Image point annotation lines
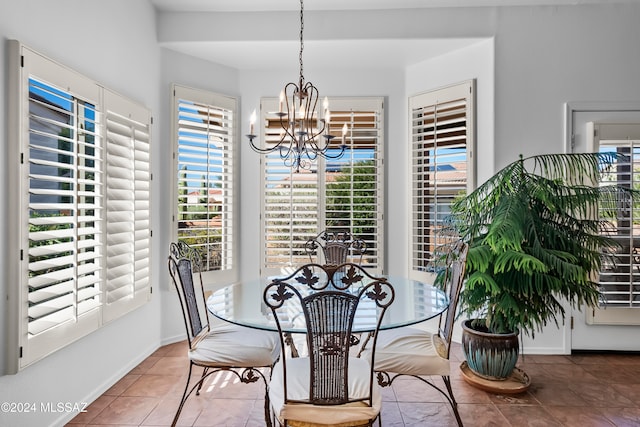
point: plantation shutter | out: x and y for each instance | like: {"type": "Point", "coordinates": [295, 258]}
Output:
{"type": "Point", "coordinates": [353, 187]}
{"type": "Point", "coordinates": [291, 206]}
{"type": "Point", "coordinates": [619, 278]}
{"type": "Point", "coordinates": [64, 205]}
{"type": "Point", "coordinates": [327, 195]}
{"type": "Point", "coordinates": [127, 205]}
{"type": "Point", "coordinates": [441, 129]}
{"type": "Point", "coordinates": [81, 194]}
{"type": "Point", "coordinates": [205, 132]}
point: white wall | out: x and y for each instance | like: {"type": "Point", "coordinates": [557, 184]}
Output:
{"type": "Point", "coordinates": [389, 84]}
{"type": "Point", "coordinates": [187, 71]}
{"type": "Point", "coordinates": [532, 61]}
{"type": "Point", "coordinates": [114, 43]}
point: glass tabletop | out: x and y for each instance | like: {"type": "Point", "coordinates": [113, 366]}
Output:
{"type": "Point", "coordinates": [243, 304]}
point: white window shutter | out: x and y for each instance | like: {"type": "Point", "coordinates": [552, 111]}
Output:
{"type": "Point", "coordinates": [441, 126]}
{"type": "Point", "coordinates": [61, 214]}
{"type": "Point", "coordinates": [127, 205]}
{"type": "Point", "coordinates": [205, 140]}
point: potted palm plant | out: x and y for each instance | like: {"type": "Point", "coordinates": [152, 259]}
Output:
{"type": "Point", "coordinates": [535, 235]}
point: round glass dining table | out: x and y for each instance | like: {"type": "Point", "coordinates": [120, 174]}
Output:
{"type": "Point", "coordinates": [243, 304]}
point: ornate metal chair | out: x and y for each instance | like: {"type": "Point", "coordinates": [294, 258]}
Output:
{"type": "Point", "coordinates": [329, 387]}
{"type": "Point", "coordinates": [216, 348]}
{"type": "Point", "coordinates": [418, 353]}
{"type": "Point", "coordinates": [336, 248]}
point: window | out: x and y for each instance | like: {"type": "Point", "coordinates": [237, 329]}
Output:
{"type": "Point", "coordinates": [82, 204]}
{"type": "Point", "coordinates": [204, 137]}
{"type": "Point", "coordinates": [620, 276]}
{"type": "Point", "coordinates": [442, 142]}
{"type": "Point", "coordinates": [339, 195]}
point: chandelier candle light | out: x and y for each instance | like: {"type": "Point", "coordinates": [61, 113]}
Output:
{"type": "Point", "coordinates": [302, 127]}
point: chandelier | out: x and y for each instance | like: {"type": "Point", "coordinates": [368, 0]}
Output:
{"type": "Point", "coordinates": [302, 128]}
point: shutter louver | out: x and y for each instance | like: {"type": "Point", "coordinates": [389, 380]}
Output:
{"type": "Point", "coordinates": [127, 205]}
{"type": "Point", "coordinates": [82, 204]}
{"type": "Point", "coordinates": [344, 194]}
{"type": "Point", "coordinates": [619, 278]}
{"type": "Point", "coordinates": [440, 143]}
{"type": "Point", "coordinates": [205, 162]}
{"type": "Point", "coordinates": [64, 208]}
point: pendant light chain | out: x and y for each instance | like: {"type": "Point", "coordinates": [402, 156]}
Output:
{"type": "Point", "coordinates": [302, 126]}
{"type": "Point", "coordinates": [301, 40]}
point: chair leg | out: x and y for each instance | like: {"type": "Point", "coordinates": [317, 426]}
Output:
{"type": "Point", "coordinates": [452, 399]}
{"type": "Point", "coordinates": [184, 397]}
{"type": "Point", "coordinates": [204, 374]}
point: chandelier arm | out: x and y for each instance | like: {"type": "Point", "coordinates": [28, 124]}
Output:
{"type": "Point", "coordinates": [298, 145]}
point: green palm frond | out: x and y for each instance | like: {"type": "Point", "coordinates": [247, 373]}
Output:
{"type": "Point", "coordinates": [536, 232]}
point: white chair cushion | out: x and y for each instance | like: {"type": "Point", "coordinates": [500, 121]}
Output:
{"type": "Point", "coordinates": [408, 351]}
{"type": "Point", "coordinates": [298, 374]}
{"type": "Point", "coordinates": [237, 346]}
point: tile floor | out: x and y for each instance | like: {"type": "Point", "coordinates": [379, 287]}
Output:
{"type": "Point", "coordinates": [580, 390]}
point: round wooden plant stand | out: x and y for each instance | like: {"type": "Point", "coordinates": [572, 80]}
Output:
{"type": "Point", "coordinates": [518, 382]}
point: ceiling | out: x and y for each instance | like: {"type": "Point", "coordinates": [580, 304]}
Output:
{"type": "Point", "coordinates": [398, 53]}
{"type": "Point", "coordinates": [279, 5]}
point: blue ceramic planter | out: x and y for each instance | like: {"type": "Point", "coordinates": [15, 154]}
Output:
{"type": "Point", "coordinates": [490, 356]}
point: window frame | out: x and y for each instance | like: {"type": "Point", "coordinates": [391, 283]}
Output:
{"type": "Point", "coordinates": [444, 97]}
{"type": "Point", "coordinates": [340, 108]}
{"type": "Point", "coordinates": [23, 348]}
{"type": "Point", "coordinates": [222, 102]}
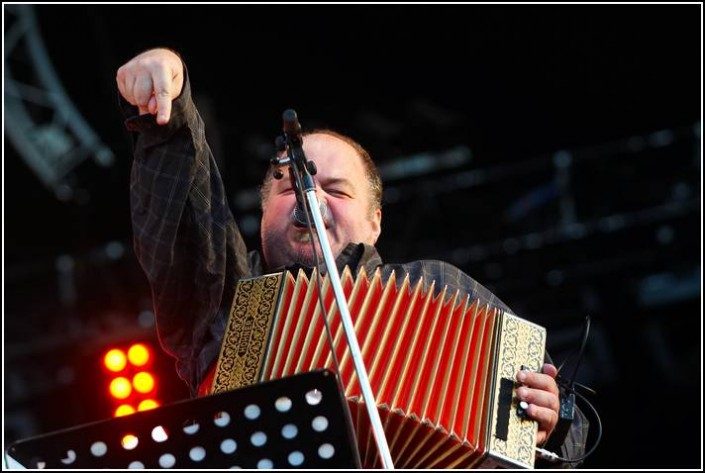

• EXERCISE TASK
Reproduce the lines above word for word, omitting the pictures.

• PROBLEM SOLUTION
point: plantation shutter | out: x and y for each instance | like: {"type": "Point", "coordinates": [295, 258]}
Output:
{"type": "Point", "coordinates": [353, 187]}
{"type": "Point", "coordinates": [291, 206]}
{"type": "Point", "coordinates": [619, 278]}
{"type": "Point", "coordinates": [64, 205]}
{"type": "Point", "coordinates": [327, 195]}
{"type": "Point", "coordinates": [127, 205]}
{"type": "Point", "coordinates": [441, 129]}
{"type": "Point", "coordinates": [81, 194]}
{"type": "Point", "coordinates": [205, 132]}
point: white wall | out: x and y for each instance | like: {"type": "Point", "coordinates": [557, 184]}
Output:
{"type": "Point", "coordinates": [389, 84]}
{"type": "Point", "coordinates": [187, 71]}
{"type": "Point", "coordinates": [532, 61]}
{"type": "Point", "coordinates": [114, 43]}
point: glass tabletop | out: x and y for each instance | like: {"type": "Point", "coordinates": [113, 366]}
Output:
{"type": "Point", "coordinates": [243, 304]}
point: white window shutter | out: x and y for each instance | like: {"type": "Point", "coordinates": [552, 111]}
Output:
{"type": "Point", "coordinates": [441, 126]}
{"type": "Point", "coordinates": [61, 214]}
{"type": "Point", "coordinates": [127, 205]}
{"type": "Point", "coordinates": [205, 140]}
point: potted palm plant | out: x and y for each instance | like: {"type": "Point", "coordinates": [152, 259]}
Output:
{"type": "Point", "coordinates": [535, 235]}
point: round glass dining table | out: x and y for each instance | like: {"type": "Point", "coordinates": [120, 174]}
Output:
{"type": "Point", "coordinates": [243, 304]}
point: ornate metal chair | out: x and y for each instance | like: {"type": "Point", "coordinates": [294, 258]}
Output:
{"type": "Point", "coordinates": [329, 387]}
{"type": "Point", "coordinates": [216, 348]}
{"type": "Point", "coordinates": [418, 353]}
{"type": "Point", "coordinates": [336, 248]}
point: window | out: x and y for each instance | like: {"type": "Point", "coordinates": [237, 329]}
Output:
{"type": "Point", "coordinates": [82, 204]}
{"type": "Point", "coordinates": [204, 137]}
{"type": "Point", "coordinates": [620, 276]}
{"type": "Point", "coordinates": [442, 142]}
{"type": "Point", "coordinates": [339, 195]}
point: chandelier candle light | out: x and y for each instance | like: {"type": "Point", "coordinates": [61, 113]}
Output:
{"type": "Point", "coordinates": [302, 127]}
point: chandelier | out: x and y for each instance | like: {"type": "Point", "coordinates": [368, 0]}
Output:
{"type": "Point", "coordinates": [302, 128]}
point: shutter louver | out: x and y for each instance | like: {"type": "Point", "coordinates": [389, 380]}
Output:
{"type": "Point", "coordinates": [127, 205]}
{"type": "Point", "coordinates": [82, 204]}
{"type": "Point", "coordinates": [344, 194]}
{"type": "Point", "coordinates": [619, 278]}
{"type": "Point", "coordinates": [440, 143]}
{"type": "Point", "coordinates": [205, 162]}
{"type": "Point", "coordinates": [64, 208]}
point: pendant light chain | out: x and y for each instance | like: {"type": "Point", "coordinates": [402, 156]}
Output:
{"type": "Point", "coordinates": [302, 126]}
{"type": "Point", "coordinates": [301, 40]}
point: chair leg | out: x and y for each instance | like: {"type": "Point", "coordinates": [317, 426]}
Output:
{"type": "Point", "coordinates": [452, 399]}
{"type": "Point", "coordinates": [184, 397]}
{"type": "Point", "coordinates": [204, 374]}
point: chandelier arm | out: x and y for each instance | like: {"type": "Point", "coordinates": [28, 124]}
Output:
{"type": "Point", "coordinates": [298, 145]}
point: green palm frond | out: x and y for each instance | like: {"type": "Point", "coordinates": [247, 373]}
Output:
{"type": "Point", "coordinates": [536, 232]}
point: white chair cushion | out: x and y for each instance | like: {"type": "Point", "coordinates": [500, 121]}
Output:
{"type": "Point", "coordinates": [408, 351]}
{"type": "Point", "coordinates": [298, 374]}
{"type": "Point", "coordinates": [237, 346]}
point: tile floor | out: x and y for each instance | like: {"type": "Point", "coordinates": [379, 287]}
Output:
{"type": "Point", "coordinates": [580, 390]}
point: round wooden plant stand | out: x and y for each instance | like: {"type": "Point", "coordinates": [572, 80]}
Output:
{"type": "Point", "coordinates": [518, 382]}
point: ceiling | out: x and y for each instance | like: {"type": "Point", "coordinates": [580, 304]}
Output:
{"type": "Point", "coordinates": [398, 53]}
{"type": "Point", "coordinates": [279, 5]}
point: blue ceramic planter | out: x and y for each instance | like: {"type": "Point", "coordinates": [15, 154]}
Output:
{"type": "Point", "coordinates": [490, 356]}
point: window frame | out: x and y for each instance | like: {"type": "Point", "coordinates": [391, 283]}
Output:
{"type": "Point", "coordinates": [444, 97]}
{"type": "Point", "coordinates": [340, 108]}
{"type": "Point", "coordinates": [23, 348]}
{"type": "Point", "coordinates": [222, 102]}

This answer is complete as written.